START Provided data

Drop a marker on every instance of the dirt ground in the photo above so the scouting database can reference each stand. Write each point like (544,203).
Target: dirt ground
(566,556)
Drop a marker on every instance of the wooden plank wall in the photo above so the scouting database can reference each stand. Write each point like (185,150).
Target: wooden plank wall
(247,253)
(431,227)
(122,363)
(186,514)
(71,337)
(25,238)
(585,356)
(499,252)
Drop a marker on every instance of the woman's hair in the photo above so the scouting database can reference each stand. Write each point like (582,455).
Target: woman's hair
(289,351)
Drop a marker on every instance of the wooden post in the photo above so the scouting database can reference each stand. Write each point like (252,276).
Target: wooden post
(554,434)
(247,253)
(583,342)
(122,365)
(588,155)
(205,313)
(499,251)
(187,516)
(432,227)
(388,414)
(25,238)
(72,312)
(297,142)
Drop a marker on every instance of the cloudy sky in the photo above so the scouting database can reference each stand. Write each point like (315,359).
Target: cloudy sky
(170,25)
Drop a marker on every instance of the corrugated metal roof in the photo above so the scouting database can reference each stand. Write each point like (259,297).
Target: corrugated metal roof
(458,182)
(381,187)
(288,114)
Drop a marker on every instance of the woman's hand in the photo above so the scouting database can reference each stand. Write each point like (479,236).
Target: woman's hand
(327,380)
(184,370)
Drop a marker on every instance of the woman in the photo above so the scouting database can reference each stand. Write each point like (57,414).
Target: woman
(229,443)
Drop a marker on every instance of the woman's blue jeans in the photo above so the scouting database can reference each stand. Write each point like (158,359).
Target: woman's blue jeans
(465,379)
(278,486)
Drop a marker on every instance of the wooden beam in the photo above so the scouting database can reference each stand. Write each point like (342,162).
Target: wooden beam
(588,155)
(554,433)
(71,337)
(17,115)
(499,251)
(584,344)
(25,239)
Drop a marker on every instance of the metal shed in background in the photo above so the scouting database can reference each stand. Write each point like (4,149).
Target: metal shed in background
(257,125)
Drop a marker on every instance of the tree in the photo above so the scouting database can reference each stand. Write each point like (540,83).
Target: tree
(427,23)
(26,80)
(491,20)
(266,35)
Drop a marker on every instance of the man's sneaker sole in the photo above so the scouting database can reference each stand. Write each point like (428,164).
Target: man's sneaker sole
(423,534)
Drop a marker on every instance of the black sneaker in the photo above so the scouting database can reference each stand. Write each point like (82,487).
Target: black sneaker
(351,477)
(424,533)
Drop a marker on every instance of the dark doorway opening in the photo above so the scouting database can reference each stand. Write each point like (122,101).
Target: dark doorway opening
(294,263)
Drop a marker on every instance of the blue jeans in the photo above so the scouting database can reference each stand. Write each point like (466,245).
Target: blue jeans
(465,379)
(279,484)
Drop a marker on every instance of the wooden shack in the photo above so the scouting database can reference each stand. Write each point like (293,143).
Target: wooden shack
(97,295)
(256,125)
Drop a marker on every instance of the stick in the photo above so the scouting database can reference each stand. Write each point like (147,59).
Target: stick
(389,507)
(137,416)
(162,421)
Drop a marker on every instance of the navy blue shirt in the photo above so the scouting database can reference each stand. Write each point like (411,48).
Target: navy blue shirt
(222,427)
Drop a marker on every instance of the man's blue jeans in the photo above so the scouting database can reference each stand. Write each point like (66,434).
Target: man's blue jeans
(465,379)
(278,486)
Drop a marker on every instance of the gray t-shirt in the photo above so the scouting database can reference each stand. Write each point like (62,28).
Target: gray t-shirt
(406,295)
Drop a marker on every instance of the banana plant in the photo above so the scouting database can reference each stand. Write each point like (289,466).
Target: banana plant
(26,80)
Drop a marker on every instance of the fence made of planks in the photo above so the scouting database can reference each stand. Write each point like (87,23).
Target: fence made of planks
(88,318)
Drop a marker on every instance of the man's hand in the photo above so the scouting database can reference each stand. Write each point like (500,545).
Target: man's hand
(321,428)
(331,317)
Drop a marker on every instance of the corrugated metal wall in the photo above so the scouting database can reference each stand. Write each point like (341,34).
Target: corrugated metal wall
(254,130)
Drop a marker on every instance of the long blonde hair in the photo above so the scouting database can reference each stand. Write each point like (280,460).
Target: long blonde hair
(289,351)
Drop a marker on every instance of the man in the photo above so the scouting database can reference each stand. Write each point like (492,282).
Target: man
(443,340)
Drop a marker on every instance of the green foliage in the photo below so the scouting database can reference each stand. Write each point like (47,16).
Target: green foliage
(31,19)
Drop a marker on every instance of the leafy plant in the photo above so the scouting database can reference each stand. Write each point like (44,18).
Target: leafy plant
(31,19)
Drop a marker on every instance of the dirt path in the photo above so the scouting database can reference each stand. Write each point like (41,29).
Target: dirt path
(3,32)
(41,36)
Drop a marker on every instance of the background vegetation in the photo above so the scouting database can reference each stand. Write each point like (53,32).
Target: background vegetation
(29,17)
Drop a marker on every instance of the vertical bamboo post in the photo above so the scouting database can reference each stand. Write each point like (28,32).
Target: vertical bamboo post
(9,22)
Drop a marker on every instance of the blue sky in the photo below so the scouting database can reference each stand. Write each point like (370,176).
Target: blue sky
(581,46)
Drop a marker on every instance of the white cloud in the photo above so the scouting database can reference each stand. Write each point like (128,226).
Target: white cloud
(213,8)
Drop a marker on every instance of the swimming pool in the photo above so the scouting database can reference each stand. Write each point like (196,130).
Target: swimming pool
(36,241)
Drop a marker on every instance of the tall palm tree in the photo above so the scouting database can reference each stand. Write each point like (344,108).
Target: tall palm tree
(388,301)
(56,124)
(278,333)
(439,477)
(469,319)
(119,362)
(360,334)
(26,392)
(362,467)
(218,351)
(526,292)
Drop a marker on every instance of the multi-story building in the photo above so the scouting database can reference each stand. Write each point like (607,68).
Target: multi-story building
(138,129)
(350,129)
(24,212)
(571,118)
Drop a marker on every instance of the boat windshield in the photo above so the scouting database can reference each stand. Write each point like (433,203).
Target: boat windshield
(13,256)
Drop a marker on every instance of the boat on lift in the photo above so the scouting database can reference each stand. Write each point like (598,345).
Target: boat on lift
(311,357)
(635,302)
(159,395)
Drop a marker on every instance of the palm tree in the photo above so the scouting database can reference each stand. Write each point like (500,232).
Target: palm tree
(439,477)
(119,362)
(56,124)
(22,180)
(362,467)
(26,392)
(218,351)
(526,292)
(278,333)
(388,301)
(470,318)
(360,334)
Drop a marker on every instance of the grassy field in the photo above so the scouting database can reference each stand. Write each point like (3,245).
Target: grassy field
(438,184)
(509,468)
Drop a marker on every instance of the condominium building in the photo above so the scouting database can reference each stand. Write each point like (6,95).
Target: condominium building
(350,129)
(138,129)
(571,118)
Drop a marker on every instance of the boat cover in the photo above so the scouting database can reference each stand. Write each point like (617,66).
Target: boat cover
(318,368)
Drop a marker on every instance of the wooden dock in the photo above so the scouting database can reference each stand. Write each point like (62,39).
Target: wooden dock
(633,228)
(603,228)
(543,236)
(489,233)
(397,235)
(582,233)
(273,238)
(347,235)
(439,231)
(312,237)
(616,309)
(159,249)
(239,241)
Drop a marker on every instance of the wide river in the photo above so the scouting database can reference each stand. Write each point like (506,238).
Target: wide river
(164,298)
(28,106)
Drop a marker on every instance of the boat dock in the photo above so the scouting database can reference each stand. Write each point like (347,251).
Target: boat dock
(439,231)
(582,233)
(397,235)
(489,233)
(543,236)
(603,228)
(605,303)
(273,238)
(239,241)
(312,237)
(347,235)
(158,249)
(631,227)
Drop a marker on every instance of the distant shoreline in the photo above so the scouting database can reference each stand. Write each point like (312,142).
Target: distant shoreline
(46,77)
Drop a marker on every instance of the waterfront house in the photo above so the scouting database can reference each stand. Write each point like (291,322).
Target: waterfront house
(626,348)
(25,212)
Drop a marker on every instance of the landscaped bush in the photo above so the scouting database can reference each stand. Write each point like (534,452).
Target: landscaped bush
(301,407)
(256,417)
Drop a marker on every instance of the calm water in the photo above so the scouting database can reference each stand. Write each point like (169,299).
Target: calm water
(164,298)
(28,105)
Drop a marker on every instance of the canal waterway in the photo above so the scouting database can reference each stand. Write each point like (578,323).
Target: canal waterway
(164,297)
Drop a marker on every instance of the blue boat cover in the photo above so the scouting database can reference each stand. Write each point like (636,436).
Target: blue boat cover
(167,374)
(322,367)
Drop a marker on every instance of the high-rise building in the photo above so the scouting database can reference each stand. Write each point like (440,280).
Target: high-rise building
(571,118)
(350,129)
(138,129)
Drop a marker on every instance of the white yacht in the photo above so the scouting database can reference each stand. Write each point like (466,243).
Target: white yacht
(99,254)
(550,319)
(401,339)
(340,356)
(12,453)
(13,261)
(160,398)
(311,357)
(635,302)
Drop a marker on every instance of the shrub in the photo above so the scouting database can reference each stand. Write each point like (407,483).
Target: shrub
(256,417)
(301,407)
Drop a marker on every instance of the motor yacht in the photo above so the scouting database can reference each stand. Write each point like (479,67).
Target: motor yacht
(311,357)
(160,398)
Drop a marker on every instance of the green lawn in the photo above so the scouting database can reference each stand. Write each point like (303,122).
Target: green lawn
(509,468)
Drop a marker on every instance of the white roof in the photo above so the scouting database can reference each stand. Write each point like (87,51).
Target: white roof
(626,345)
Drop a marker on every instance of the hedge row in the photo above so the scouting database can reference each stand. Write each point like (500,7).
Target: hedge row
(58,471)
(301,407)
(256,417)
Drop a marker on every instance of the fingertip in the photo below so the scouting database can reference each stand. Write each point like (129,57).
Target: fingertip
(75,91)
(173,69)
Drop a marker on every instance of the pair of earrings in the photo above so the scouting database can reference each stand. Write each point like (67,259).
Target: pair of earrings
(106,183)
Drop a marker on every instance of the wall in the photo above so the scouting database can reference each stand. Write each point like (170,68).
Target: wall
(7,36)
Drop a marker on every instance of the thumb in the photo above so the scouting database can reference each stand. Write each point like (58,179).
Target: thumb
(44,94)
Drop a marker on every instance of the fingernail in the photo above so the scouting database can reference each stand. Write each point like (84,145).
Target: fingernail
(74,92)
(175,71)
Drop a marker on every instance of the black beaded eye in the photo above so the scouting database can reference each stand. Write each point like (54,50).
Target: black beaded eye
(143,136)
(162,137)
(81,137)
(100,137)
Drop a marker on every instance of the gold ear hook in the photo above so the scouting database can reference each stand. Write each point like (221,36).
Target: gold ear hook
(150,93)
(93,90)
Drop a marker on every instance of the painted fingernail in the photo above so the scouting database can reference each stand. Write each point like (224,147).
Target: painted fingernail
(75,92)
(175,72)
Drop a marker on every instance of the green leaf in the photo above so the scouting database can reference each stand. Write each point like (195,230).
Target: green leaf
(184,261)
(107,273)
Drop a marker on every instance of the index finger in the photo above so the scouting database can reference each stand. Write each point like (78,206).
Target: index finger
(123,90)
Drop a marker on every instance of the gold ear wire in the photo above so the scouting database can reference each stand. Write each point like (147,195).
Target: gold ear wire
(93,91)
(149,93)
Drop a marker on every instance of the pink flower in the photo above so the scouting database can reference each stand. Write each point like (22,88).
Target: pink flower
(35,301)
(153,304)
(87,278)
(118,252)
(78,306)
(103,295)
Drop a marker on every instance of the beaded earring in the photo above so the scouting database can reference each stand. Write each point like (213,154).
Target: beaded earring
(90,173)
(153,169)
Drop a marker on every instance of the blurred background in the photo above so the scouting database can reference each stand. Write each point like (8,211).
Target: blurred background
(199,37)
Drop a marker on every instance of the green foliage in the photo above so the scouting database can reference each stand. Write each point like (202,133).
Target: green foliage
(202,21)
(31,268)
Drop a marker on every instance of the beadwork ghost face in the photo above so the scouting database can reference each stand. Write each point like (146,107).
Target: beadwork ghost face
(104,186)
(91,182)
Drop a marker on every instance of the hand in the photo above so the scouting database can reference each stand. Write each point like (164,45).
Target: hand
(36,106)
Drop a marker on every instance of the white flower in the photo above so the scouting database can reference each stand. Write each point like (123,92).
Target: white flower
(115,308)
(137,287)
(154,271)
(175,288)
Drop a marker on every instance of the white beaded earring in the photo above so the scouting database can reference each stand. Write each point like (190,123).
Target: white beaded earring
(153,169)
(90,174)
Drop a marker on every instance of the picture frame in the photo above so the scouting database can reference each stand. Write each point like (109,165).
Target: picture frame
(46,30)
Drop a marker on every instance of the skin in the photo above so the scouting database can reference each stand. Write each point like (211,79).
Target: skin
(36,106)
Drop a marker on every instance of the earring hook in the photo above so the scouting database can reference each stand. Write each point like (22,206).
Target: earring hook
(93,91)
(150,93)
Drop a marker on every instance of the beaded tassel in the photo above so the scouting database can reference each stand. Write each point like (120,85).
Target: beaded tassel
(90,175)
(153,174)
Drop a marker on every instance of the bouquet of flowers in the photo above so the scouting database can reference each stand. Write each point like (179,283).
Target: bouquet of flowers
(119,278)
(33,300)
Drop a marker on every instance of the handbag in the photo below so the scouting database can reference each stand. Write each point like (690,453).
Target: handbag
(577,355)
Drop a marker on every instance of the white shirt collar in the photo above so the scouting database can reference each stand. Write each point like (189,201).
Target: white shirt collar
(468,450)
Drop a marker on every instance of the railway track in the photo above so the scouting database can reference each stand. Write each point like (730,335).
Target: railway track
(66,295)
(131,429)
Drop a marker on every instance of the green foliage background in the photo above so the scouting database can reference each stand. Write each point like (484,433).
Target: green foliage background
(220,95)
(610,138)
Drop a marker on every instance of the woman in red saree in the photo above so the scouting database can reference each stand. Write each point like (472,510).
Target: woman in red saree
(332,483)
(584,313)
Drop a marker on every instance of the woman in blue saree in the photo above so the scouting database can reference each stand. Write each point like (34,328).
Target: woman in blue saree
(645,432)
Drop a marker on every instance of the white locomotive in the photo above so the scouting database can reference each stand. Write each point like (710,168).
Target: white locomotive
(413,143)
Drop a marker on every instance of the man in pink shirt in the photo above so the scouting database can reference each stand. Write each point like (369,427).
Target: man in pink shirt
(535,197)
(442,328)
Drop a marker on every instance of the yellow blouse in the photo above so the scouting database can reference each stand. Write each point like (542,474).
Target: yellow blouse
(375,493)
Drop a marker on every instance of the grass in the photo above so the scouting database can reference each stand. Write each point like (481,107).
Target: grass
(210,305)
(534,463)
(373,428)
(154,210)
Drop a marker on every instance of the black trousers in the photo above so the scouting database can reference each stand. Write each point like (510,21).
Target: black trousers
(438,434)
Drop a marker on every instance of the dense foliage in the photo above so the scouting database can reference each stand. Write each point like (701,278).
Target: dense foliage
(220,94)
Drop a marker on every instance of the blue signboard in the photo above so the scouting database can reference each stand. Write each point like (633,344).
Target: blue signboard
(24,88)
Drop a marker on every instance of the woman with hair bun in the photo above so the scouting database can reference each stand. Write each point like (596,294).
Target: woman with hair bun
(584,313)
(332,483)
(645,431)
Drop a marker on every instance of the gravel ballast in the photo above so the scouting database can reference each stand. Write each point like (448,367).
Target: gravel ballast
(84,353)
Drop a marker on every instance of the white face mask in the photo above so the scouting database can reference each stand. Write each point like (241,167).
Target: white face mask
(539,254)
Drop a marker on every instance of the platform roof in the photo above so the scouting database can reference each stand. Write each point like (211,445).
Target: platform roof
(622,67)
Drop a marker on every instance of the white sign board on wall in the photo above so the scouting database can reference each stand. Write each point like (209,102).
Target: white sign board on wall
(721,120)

END Provided data

* **Your objective**
Copy, from the lines above, each one that holds "below".

* **Answer for the task**
Drop a marker on every instance of the green foliage in the photo below so the scouting database can reference each stand. Write each point like (47,16).
Drop a marker on every instance of the blue sky in the photo below so the scouting database can reference each stand. Write each point like (370,176).
Drop a marker on every instance of the fingertip in the photo below so the scouting database can reference each stand. Write each point like (129,57).
Drop a marker on every instance of the handbag in the photo below so the scouting database can reference each stand. Write each point like (690,453).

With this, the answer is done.